## Consignes
Recopiez à l'identique le passage de l'article sur les manchots qui débute aux mots « - Le changement » et s'arrête après les mots « ils sont confrontés. ».

## Extrait du document
::::::::::
Journée mondiale des manchots : la bataille pour la conservation de ces oiseaux extraordinaires au Chili, en Argentine et au Pérou
Publié le 27 Avril 2025
Astrid Arellano
25 avril 2025
- Des scientifiques du Chili, du Pérou et d’Argentine s’accordent à dire que les menaces qui pèsent sur les manchots d’Amérique latine persistent.
- Cela se produit malgré les nombreux efforts fructueux déployés par les universités, les organisations et les gouvernements pour les préserver.
- Le changement climatique qui affecte leurs aires d’alimentation, la présence d’espèces envahissantes dans leur habitat et les décès dus au mazoutage sont quelques-unes des menaces.
- La capture accidentelle de ces oiseaux de mer dans les filets de pêche constitue un autre danger auquel ils sont confrontés.
Même s'ils ne semblent pas particulièrement doués à première vue, les manchots sont des oiseaux de mer plus étonnants que vous ne le pensez. Ils ont la capacité de gravir des collines avec une agilité inimaginable, et sous l'eau, ils se transforment complètement pour plonger avec une telle habileté qu'ils semblent voler à travers la mer. Ce sont des animaux adaptés à la vie dans des mondes opposés — terre et océan — mais où ils sont confrontés à des conditions extrêmes et à de graves menaces qui les mettent en danger.
« Ce sont des animaux impressionnants. Comment parviennent-ils à vivre dans ces deux mondes ? Comment s'adaptent-ils aux différents changements ? » demande Alejandro Simeone , un biologiste chilien qui étudie ces oiseaux marins depuis trois décennies. Sur la côte Pacifique, nous subissons régulièrement des phénomènes comme El Niño , qui provoquent de graves pénuries alimentaires pour les oiseaux, entraînant la mort de nombreux oiseaux et perturbant leur reproduction. Mais lorsque les conditions s'améliorent, les manchots développent d'excellentes stratégies de rétablissement .
Cependant, cette capacité d’adaptation, développée tout au long de leur histoire évolutive, est menacée par les actions humaines : la surpêche, la pollution, les marées noires et l’introduction d’espèces envahissantes perturbent leur délicat équilibre naturel.
Manchots de Magellan ( Spheniscus magellanicus ), en Argentine. Photo : Avec l'aimable autorisation du Seabird Group de l'Université nationale de Patagonie du Sud
manchots de Magellan Par Martin St-Amant (S23678) — Travail personnel (Martin St-Amant), CC BY-SA 3.0, https://commons.wikimedia.org/w/index.php?curid=11863050
« Depuis des années, nous nous attaquons aux problèmes rencontrés par les manchots sur terre. Ils sont désormais plus visibles et mieux connus. Mais aujourd'hui, le problème se déplace vers la mer : ses changements, ses interactions avec la pêche et les polluants – moins visibles car il y a moins d'observateurs humains pour observer la mer – sont la priorité de la recherche et de la conservation », explique Esteban Frere , biologiste spécialisé dans ces oiseaux en Argentine depuis quarante ans.
::::::::::
## Descriptions d'objets en texte libre
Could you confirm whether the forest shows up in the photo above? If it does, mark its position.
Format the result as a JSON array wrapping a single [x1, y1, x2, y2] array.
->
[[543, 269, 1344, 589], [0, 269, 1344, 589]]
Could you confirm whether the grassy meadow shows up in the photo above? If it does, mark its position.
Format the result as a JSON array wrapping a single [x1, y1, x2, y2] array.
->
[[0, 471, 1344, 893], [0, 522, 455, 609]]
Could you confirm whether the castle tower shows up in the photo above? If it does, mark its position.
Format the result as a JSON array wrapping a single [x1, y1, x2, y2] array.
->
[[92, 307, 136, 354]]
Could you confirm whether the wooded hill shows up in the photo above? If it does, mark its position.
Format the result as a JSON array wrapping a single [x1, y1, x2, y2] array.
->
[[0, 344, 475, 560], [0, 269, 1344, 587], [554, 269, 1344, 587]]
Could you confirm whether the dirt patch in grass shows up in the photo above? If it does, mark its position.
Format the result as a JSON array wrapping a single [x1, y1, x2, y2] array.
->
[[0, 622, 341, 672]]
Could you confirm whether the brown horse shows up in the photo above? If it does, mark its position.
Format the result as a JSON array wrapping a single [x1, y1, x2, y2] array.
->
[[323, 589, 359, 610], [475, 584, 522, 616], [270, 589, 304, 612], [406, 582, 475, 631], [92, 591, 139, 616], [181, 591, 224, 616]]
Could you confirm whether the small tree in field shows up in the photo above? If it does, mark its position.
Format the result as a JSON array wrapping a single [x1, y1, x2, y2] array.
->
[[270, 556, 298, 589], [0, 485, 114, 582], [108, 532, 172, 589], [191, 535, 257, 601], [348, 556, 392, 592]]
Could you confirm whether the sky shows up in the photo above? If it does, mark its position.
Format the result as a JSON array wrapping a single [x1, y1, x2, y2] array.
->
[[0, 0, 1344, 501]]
::::::::::
## Résultat obtenu
- Le changement climatique qui affecte leurs aires d’alimentation, la présence d’espèces envahissantes dans leur habitat et les décès dus au mazoutage sont quelques-unes des menaces.
- La capture accidentelle de ces oiseaux de mer dans les filets de pêche constitue un autre danger auquel ils sont confrontés.